#### What is expected:
From the first line to the last, write out the material exactly.

#### Dataset content:
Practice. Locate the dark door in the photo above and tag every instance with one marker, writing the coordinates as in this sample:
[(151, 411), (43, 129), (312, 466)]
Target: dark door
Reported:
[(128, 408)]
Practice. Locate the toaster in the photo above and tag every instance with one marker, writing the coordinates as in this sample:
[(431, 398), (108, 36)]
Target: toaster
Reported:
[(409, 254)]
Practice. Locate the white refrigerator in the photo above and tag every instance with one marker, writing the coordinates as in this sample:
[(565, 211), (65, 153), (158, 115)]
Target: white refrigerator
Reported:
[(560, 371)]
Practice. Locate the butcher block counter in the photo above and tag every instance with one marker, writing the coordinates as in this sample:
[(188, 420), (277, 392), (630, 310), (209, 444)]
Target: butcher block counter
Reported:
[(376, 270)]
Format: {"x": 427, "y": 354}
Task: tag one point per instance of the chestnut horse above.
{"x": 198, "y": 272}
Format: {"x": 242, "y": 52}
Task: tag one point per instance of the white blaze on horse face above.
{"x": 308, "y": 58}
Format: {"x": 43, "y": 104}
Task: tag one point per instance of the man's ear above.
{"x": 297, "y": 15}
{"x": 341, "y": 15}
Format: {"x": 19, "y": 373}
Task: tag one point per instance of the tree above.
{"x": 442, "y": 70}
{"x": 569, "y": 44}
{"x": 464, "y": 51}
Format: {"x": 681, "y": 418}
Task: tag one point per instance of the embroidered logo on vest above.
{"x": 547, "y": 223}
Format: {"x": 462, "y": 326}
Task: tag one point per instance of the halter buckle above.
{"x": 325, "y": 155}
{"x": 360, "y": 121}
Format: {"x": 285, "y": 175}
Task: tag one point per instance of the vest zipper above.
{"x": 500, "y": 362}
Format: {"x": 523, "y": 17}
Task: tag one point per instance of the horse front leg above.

#### Output below:
Practice. Locate the dark door in the photo above and tag every instance with one marker, writing the coordinates as in this sample:
[(151, 411), (43, 129), (312, 466)]
Target: dark door
Reported:
[(128, 408)]
Practice. Locate the toaster in the photo above and tag every instance with one marker, writing the coordinates as in this sample:
[(431, 398), (108, 36)]
Target: toaster
Reported:
[(409, 254)]
Practice. Locate the white refrigerator in the photo above and tag every instance with one marker, writing the coordinates as in this sample:
[(565, 211), (65, 153), (158, 115)]
Target: white refrigerator
Reported:
[(560, 371)]
Practice. Locate the butcher block counter in the photo above and tag every instance with one marker, writing the coordinates as in this sample:
[(188, 420), (277, 392), (630, 310), (209, 444)]
Target: butcher block counter
Reported:
[(376, 270)]
Format: {"x": 427, "y": 354}
Task: tag one point per instance of the chestnut horse above.
{"x": 198, "y": 272}
Format: {"x": 242, "y": 52}
Task: tag one point per instance of the white blaze on horse face above.
{"x": 308, "y": 58}
Format: {"x": 43, "y": 104}
Task: tag one point per instance of the man's ear above.
{"x": 297, "y": 15}
{"x": 341, "y": 15}
Format: {"x": 19, "y": 373}
Task: tag one point per instance of the tree above.
{"x": 442, "y": 70}
{"x": 569, "y": 44}
{"x": 464, "y": 51}
Format: {"x": 681, "y": 418}
Task: tag one point per instance of the embroidered logo on vest above.
{"x": 547, "y": 223}
Format: {"x": 462, "y": 326}
Task: tag one point per instance of the halter buckle above.
{"x": 325, "y": 155}
{"x": 360, "y": 121}
Format: {"x": 285, "y": 175}
Task: tag one point per instance of the vest zipper above.
{"x": 500, "y": 362}
Format: {"x": 523, "y": 17}
Task: tag one point per instance of the horse front leg above.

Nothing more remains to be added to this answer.